[Given entries]

--------------------------------------------------

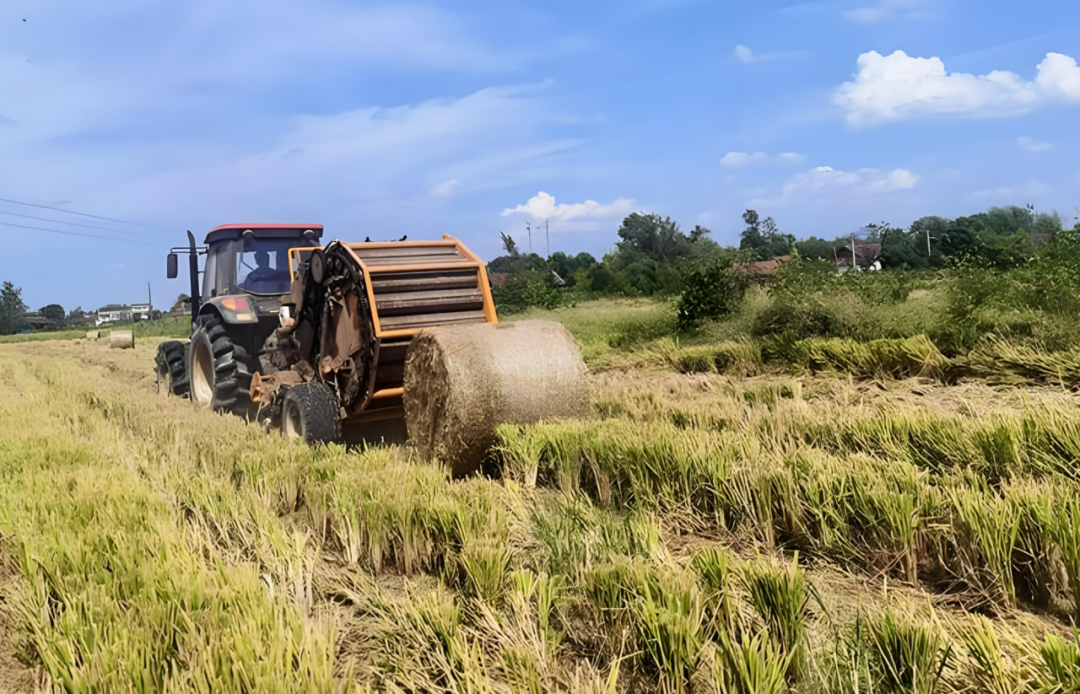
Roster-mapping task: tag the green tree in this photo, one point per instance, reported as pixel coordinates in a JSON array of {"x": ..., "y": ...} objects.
[
  {"x": 655, "y": 236},
  {"x": 963, "y": 237},
  {"x": 763, "y": 239},
  {"x": 12, "y": 309}
]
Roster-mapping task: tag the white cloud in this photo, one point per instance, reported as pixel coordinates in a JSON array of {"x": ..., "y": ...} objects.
[
  {"x": 445, "y": 189},
  {"x": 898, "y": 86},
  {"x": 1012, "y": 194},
  {"x": 542, "y": 206},
  {"x": 739, "y": 160},
  {"x": 1034, "y": 145},
  {"x": 825, "y": 184},
  {"x": 743, "y": 54}
]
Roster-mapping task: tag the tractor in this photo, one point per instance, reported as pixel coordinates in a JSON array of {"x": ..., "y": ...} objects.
[{"x": 313, "y": 340}]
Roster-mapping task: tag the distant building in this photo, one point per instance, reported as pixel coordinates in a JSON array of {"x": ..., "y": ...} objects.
[
  {"x": 867, "y": 257},
  {"x": 764, "y": 270},
  {"x": 122, "y": 312}
]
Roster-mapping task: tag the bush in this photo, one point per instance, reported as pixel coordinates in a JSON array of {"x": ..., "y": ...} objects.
[
  {"x": 710, "y": 291},
  {"x": 525, "y": 290}
]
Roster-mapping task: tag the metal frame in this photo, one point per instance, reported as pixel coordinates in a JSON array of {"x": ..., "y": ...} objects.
[
  {"x": 363, "y": 413},
  {"x": 447, "y": 241}
]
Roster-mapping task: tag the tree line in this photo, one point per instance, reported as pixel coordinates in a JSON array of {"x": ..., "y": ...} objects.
[{"x": 655, "y": 256}]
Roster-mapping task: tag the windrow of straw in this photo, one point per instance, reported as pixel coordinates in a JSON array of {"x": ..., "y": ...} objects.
[
  {"x": 148, "y": 559},
  {"x": 939, "y": 525},
  {"x": 996, "y": 361}
]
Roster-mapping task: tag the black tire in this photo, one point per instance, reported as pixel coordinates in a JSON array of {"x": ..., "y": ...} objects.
[
  {"x": 215, "y": 373},
  {"x": 172, "y": 368},
  {"x": 310, "y": 411}
]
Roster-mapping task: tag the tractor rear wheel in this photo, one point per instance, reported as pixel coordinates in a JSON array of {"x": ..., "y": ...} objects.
[
  {"x": 310, "y": 411},
  {"x": 215, "y": 371},
  {"x": 172, "y": 368}
]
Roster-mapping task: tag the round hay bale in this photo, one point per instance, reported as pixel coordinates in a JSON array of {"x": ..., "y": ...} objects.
[
  {"x": 122, "y": 339},
  {"x": 461, "y": 381}
]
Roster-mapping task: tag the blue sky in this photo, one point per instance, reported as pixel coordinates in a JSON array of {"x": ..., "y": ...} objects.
[{"x": 469, "y": 118}]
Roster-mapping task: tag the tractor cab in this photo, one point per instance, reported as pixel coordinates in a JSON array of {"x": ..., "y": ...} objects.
[
  {"x": 245, "y": 280},
  {"x": 253, "y": 259},
  {"x": 243, "y": 260}
]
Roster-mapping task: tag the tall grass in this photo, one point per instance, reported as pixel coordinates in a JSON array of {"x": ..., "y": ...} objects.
[{"x": 154, "y": 547}]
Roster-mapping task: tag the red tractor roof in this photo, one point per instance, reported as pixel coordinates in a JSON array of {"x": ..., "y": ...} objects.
[{"x": 225, "y": 232}]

--------------------------------------------------

[Task instructions] Begin with the line that contains "Roster-mapping task: tag the tree". Repeat it and every line after it through the end of the listing, exactly, and print nothing more.

[Solution]
Roster-mapping task: tag the tree line in this photo, one point per instance, reported as pixel coordinates in a JSON array of {"x": ..., "y": ...} objects.
[{"x": 655, "y": 256}]
Roster-mapping task: tag the windrow of straw in this photo, one point per instance, reported as pixel coordinates in a JSON array of {"x": ..., "y": ...} objects.
[
  {"x": 148, "y": 559},
  {"x": 939, "y": 525},
  {"x": 996, "y": 361}
]
Roster-mapping task: tag the black tire in this photo, one point per instance, reported as pixel coordinates in a JSON array of {"x": ..., "y": ...} objects.
[
  {"x": 215, "y": 373},
  {"x": 172, "y": 368},
  {"x": 310, "y": 411}
]
Roster-mapping task: tag the tractor rear wheel in this photo, one point per instance, reported as pixel coordinates in a JSON array of {"x": ..., "y": ...} objects.
[
  {"x": 310, "y": 411},
  {"x": 215, "y": 371},
  {"x": 172, "y": 368}
]
Roster-mapping task: tag the round hay bale in this photo, one point per instance, reported as pixel coordinates in a JSON array of {"x": ..., "y": ...} objects.
[
  {"x": 122, "y": 339},
  {"x": 461, "y": 381}
]
Roster-mapping task: tag the blue sky in this photo, one point per instance, reported as pixel coordinates in a JSON array of {"x": ..., "y": ...} objects.
[{"x": 469, "y": 118}]
Roster-mapping task: tag the tractor cab in this photo, one point per instance, reported as pixel coordinates in a JSON array of {"x": ..., "y": ...} objects.
[
  {"x": 245, "y": 280},
  {"x": 253, "y": 259},
  {"x": 243, "y": 260}
]
Roster-mapping task: tag the tall grass in this photo, one point per instance, reported as pixel coordinates in a JSON array of {"x": ..., "y": ...} objects.
[{"x": 154, "y": 547}]
Roster-mapping task: tag the red tractor roof in this photo, one point per instance, reported as pixel coordinates in a JSON array of {"x": ..., "y": ...} objects.
[{"x": 225, "y": 232}]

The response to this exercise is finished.